- ENTRIES PROVIDED
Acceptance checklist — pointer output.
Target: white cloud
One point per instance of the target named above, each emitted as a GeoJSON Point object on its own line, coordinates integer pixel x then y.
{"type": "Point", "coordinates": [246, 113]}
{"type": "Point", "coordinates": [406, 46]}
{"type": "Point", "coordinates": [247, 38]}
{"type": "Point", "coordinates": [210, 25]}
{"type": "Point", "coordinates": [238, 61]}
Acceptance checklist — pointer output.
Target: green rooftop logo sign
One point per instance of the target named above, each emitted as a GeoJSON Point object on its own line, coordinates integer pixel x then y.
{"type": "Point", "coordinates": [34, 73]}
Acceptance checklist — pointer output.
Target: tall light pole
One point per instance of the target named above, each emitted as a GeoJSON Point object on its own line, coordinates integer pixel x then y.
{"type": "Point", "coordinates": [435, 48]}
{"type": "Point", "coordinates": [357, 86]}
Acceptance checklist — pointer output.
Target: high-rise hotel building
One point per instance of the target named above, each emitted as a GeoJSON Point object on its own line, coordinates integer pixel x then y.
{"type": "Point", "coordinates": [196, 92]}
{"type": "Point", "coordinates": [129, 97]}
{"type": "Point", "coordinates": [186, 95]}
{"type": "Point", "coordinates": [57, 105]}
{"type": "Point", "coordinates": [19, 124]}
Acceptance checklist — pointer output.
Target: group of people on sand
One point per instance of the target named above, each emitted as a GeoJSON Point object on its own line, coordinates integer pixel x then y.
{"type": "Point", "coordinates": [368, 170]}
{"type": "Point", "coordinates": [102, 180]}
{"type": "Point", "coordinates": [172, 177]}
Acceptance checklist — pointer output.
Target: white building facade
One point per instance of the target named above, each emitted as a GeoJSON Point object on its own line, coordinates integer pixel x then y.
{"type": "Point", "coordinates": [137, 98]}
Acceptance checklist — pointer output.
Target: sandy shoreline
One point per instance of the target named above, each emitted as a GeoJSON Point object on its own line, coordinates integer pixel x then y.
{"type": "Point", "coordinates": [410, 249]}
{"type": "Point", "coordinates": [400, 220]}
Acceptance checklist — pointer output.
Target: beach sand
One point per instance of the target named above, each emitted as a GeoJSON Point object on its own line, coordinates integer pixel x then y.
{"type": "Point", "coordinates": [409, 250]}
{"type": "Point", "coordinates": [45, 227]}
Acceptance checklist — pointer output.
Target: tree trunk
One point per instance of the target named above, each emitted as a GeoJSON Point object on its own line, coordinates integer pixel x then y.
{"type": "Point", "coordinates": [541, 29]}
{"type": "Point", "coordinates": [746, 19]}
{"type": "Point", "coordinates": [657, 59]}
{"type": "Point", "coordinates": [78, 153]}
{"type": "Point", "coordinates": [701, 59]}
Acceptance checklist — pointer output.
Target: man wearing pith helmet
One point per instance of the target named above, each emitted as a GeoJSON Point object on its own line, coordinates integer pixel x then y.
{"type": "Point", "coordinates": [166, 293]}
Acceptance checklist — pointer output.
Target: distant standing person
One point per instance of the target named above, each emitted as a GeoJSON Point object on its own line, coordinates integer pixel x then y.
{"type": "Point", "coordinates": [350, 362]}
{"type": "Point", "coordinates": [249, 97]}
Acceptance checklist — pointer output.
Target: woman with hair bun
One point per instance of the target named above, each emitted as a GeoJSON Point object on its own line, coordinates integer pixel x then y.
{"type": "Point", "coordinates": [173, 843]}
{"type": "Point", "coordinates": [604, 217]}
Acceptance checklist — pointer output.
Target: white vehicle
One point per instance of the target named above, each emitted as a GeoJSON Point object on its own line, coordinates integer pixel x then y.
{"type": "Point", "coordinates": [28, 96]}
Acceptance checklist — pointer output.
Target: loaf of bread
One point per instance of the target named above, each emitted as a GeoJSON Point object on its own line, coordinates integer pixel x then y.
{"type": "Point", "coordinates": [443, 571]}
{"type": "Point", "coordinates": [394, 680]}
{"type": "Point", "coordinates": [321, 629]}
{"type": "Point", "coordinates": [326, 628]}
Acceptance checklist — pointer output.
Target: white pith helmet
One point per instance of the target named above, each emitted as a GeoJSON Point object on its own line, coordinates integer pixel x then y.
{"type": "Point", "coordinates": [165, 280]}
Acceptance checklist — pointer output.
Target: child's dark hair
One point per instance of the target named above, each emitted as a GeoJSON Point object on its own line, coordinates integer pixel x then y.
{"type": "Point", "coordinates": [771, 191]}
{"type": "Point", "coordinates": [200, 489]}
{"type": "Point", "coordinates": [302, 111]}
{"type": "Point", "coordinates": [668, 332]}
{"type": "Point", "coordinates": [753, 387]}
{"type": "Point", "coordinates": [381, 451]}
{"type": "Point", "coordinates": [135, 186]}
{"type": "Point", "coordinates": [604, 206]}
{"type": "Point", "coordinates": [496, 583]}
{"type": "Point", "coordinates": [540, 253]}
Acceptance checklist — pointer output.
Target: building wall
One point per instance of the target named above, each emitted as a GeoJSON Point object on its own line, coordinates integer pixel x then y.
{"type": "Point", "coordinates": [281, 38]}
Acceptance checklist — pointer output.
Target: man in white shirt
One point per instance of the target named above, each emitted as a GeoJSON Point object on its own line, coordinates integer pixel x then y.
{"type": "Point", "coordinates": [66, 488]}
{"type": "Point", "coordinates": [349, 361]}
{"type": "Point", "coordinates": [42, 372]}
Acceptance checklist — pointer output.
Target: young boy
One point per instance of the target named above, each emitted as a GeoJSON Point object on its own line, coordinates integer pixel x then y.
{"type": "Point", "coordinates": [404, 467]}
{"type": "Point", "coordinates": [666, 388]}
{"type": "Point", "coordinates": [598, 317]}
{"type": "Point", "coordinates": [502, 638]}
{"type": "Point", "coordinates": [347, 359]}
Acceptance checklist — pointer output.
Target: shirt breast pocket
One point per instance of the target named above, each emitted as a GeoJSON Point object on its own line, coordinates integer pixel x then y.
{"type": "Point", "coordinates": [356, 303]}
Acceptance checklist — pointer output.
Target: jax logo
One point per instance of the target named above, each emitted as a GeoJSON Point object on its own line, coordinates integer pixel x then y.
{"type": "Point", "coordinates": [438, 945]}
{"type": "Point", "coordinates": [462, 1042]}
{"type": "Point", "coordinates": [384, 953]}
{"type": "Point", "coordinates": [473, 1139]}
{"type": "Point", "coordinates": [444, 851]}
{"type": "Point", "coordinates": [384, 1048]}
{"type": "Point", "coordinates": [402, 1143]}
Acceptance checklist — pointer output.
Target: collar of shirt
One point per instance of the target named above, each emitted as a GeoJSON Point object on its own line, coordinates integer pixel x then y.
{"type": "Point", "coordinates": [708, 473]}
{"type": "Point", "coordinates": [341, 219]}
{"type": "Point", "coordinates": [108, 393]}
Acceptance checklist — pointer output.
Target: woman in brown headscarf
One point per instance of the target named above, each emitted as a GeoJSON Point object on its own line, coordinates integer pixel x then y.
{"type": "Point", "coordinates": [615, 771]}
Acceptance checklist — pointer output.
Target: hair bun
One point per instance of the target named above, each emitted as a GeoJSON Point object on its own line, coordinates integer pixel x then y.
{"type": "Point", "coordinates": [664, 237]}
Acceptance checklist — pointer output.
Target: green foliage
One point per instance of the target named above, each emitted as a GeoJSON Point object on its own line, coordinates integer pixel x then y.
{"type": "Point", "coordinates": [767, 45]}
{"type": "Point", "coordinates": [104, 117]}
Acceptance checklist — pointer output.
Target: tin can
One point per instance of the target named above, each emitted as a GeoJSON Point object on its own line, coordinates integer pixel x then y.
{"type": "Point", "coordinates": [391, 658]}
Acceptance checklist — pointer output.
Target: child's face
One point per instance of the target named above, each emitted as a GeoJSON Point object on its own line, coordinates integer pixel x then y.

- EXERCISE OBJECTIVE
Faithfully copy every entry, leaving nothing out.

- RESULT OF THE TASK
Acceptance checklist — pointer output.
Target: white cloud
One point per instance of the target named above, each emitted as a GeoJSON Point object on its own line, coordinates integer pixel x then y.
{"type": "Point", "coordinates": [246, 113]}
{"type": "Point", "coordinates": [406, 46]}
{"type": "Point", "coordinates": [247, 38]}
{"type": "Point", "coordinates": [210, 25]}
{"type": "Point", "coordinates": [238, 61]}
Acceptance checklist — pointer output.
Target: green rooftop logo sign
One point per instance of the target named above, each emitted as a GeoJSON Point object on its own line, coordinates integer pixel x then y.
{"type": "Point", "coordinates": [34, 73]}
Acceptance checklist — pointer output.
Target: tall light pole
One point per instance of the target named above, each emitted as a GeoJSON Point object on its own line, coordinates integer pixel x then y.
{"type": "Point", "coordinates": [435, 48]}
{"type": "Point", "coordinates": [357, 86]}
Acceptance checklist — pointer output.
Target: high-rise hotel building
One point per instance of the target named above, each emitted as a GeoJSON Point object on its own line, coordinates integer pixel x then y.
{"type": "Point", "coordinates": [196, 92]}
{"type": "Point", "coordinates": [129, 97]}
{"type": "Point", "coordinates": [186, 95]}
{"type": "Point", "coordinates": [57, 105]}
{"type": "Point", "coordinates": [19, 124]}
Acceptance checklist — pointer output.
Target: group of people on sand
One point per instance of the target named above, each emitted as a GeoJSON Point object on its own line, coordinates integer pixel x then y.
{"type": "Point", "coordinates": [368, 170]}
{"type": "Point", "coordinates": [102, 180]}
{"type": "Point", "coordinates": [172, 177]}
Acceptance checklist — pointer output.
Target: white building facade
One point per instance of the target named above, each emitted as a GeoJSON Point object on its own line, coordinates integer pixel x then y.
{"type": "Point", "coordinates": [137, 98]}
Acceptance checklist — pointer output.
Target: sandy shoreline
One point per instance of the target named above, each emitted as a GeoJSON Point object on its own line, coordinates integer pixel x then y.
{"type": "Point", "coordinates": [410, 249]}
{"type": "Point", "coordinates": [400, 220]}
Acceptance checklist — pointer output.
Target: beach sand
One point per instance of the target named above, each emitted as a GeoJSON Point object on its own line, coordinates integer pixel x then y.
{"type": "Point", "coordinates": [409, 250]}
{"type": "Point", "coordinates": [45, 227]}
Acceptance checklist — pointer output.
Target: tree trunk
One point per instance of the target named above, each emitted as a GeoJSON Point object on its own line, coordinates integer pixel x then y.
{"type": "Point", "coordinates": [541, 29]}
{"type": "Point", "coordinates": [746, 19]}
{"type": "Point", "coordinates": [657, 59]}
{"type": "Point", "coordinates": [78, 153]}
{"type": "Point", "coordinates": [701, 59]}
Acceptance checklist — pointer output.
Target: man wearing pith helmet
One point per instance of the target named above, each emitted as a GeoJSON Point object on its own line, coordinates integer pixel x then y.
{"type": "Point", "coordinates": [166, 293]}
Acceptance checklist — pointer output.
Target: distant standing person
One point per instance of the target named above, each emitted as a GeoJSON Point object on its own line, coordinates integer pixel x then y.
{"type": "Point", "coordinates": [350, 362]}
{"type": "Point", "coordinates": [249, 97]}
Acceptance checklist — pointer output.
Target: woman with hair bun
One point per instance of the target named above, each emitted as a GeoJSON Point object on its own line, coordinates integer pixel x then y.
{"type": "Point", "coordinates": [173, 843]}
{"type": "Point", "coordinates": [604, 217]}
Acceptance checklist — pointer output.
Target: white vehicle
One point per instance of the target named above, each emitted as a GeoJSON Point object on its own line, coordinates integer pixel x then y.
{"type": "Point", "coordinates": [28, 96]}
Acceptance checklist — pointer output.
Target: loaf of bread
One point per instance of the target named above, each emitted as a GeoJSON Point object on its own line, coordinates integer pixel x then y.
{"type": "Point", "coordinates": [443, 571]}
{"type": "Point", "coordinates": [394, 680]}
{"type": "Point", "coordinates": [321, 629]}
{"type": "Point", "coordinates": [326, 628]}
Acceptance checklist — pointer output.
Target: white pith helmet
One point per instance of the target named above, each emitted as a GeoJSON Point object on its own line, coordinates integer pixel x then y.
{"type": "Point", "coordinates": [165, 280]}
Acceptance checklist — pointer output.
Target: child's dark hair
One point per instance of the target named above, each emitted as a GeoJSON Point object on its own line, coordinates integer pixel x then y.
{"type": "Point", "coordinates": [771, 191]}
{"type": "Point", "coordinates": [200, 489]}
{"type": "Point", "coordinates": [302, 111]}
{"type": "Point", "coordinates": [668, 332]}
{"type": "Point", "coordinates": [753, 387]}
{"type": "Point", "coordinates": [381, 451]}
{"type": "Point", "coordinates": [135, 186]}
{"type": "Point", "coordinates": [604, 206]}
{"type": "Point", "coordinates": [496, 583]}
{"type": "Point", "coordinates": [540, 253]}
Acceptance checklist — pointer output.
Target: building wall
One point per instance of the target named above, each emitted as a GeoJSON Point object on its own line, coordinates integer pixel x then y.
{"type": "Point", "coordinates": [281, 38]}
Acceptance checklist — pointer output.
Target: man in white shirt
One point per instance of the target named above, each emitted as a GeoJSON Point object on its own line, coordinates integer pixel x then y.
{"type": "Point", "coordinates": [66, 488]}
{"type": "Point", "coordinates": [349, 361]}
{"type": "Point", "coordinates": [42, 372]}
Acceptance checklist — pointer output.
Target: young boy
One point per instance of the target named above, each emitted as a GeoJSON Point object on its own line, coordinates integer pixel x then y.
{"type": "Point", "coordinates": [404, 467]}
{"type": "Point", "coordinates": [666, 388]}
{"type": "Point", "coordinates": [598, 317]}
{"type": "Point", "coordinates": [502, 638]}
{"type": "Point", "coordinates": [347, 359]}
Acceptance checklist — pointer output.
Target: shirt breast pocket
One point per instance of the target named above, each emitted as a GeoJSON Point object on its own line, coordinates integer pixel x then y.
{"type": "Point", "coordinates": [356, 303]}
Acceptance checklist — pointer output.
Target: jax logo
One point per instance of the target named above, each emitted as a GeoJSON Point object on its own line, coordinates integer pixel x then y.
{"type": "Point", "coordinates": [438, 945]}
{"type": "Point", "coordinates": [462, 1042]}
{"type": "Point", "coordinates": [384, 953]}
{"type": "Point", "coordinates": [473, 1139]}
{"type": "Point", "coordinates": [444, 851]}
{"type": "Point", "coordinates": [384, 1048]}
{"type": "Point", "coordinates": [402, 1143]}
Acceptance checklist — pointer output.
Target: collar of shirt
One point per instance of the target named above, each emitted as a GeoJSON Point object on its own line, coordinates integer pixel x then y.
{"type": "Point", "coordinates": [708, 473]}
{"type": "Point", "coordinates": [341, 219]}
{"type": "Point", "coordinates": [108, 393]}
Acceptance checklist — pointer output.
Target: woman in brown headscarf
One point per instance of the target named above, each emitted as a GeoJSON Point object on its own line, coordinates integer pixel x then y.
{"type": "Point", "coordinates": [615, 771]}
Acceptance checklist — pointer output.
Target: hair bun
One point per instance of the target named above, each emitted as a GeoJSON Point object on its own line, coordinates integer pixel x then y.
{"type": "Point", "coordinates": [664, 237]}
Acceptance checklist — pointer output.
Target: green foliage
One point per instance of the target named above, each emitted as a GeoJSON Point object on its own line, coordinates integer pixel x then y.
{"type": "Point", "coordinates": [767, 45]}
{"type": "Point", "coordinates": [104, 117]}
Acceptance checklist — pointer output.
Target: tin can
One point per instance of the target named above, each emitted as a GeoJSON Point object on its own line, coordinates integer pixel x then y.
{"type": "Point", "coordinates": [391, 658]}
Acceptance checklist — pointer output.
Target: child's face
One point per instance of the target named above, each emitted as a GeoJSON Point object on its own line, coordinates integer pixel x then y.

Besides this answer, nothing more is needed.